● Assignment
The material below holds a span beginning at the line with "positive clicks: (449, 241)" and ending at the line with "negative clicks: (453, 232)". Quote that span exactly, both ends included, and only that span.

● Available data
• • • •

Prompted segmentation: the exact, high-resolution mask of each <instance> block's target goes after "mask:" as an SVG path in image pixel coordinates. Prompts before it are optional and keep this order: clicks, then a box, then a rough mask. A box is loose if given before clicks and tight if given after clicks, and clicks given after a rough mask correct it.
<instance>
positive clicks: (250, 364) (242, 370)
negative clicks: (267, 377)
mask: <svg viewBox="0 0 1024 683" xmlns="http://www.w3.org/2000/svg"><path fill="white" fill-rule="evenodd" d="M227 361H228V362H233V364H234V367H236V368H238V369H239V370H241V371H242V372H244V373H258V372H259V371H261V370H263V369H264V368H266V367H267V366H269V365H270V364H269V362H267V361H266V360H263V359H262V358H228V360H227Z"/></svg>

• • • •

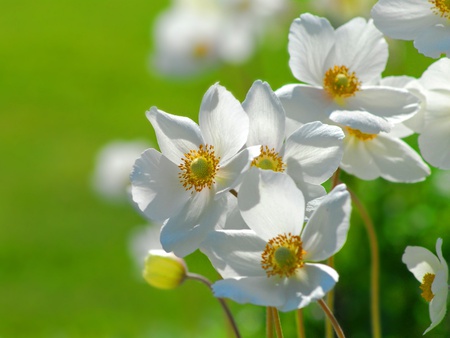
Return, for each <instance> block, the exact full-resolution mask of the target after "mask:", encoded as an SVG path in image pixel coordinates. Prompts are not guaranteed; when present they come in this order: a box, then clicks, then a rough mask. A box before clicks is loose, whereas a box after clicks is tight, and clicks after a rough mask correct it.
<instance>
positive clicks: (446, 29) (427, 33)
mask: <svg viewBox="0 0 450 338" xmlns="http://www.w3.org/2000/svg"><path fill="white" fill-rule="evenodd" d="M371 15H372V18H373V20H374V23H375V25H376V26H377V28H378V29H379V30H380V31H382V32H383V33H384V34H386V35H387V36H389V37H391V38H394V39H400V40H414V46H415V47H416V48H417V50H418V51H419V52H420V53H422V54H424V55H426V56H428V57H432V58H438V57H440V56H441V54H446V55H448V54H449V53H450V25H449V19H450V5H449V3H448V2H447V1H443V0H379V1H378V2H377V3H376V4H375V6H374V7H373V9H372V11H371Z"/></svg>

• • • •

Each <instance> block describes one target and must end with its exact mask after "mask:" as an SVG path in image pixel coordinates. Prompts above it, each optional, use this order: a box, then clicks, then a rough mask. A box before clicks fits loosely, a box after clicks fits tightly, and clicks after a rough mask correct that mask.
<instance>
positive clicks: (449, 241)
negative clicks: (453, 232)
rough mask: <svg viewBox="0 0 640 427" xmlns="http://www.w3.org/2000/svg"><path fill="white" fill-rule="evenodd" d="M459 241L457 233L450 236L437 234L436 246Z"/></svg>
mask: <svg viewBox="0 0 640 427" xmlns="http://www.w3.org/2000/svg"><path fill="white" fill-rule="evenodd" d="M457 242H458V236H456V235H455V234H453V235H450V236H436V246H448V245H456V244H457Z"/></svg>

• • • •

● Task answer
positive clicks: (449, 241)
negative clicks: (453, 232)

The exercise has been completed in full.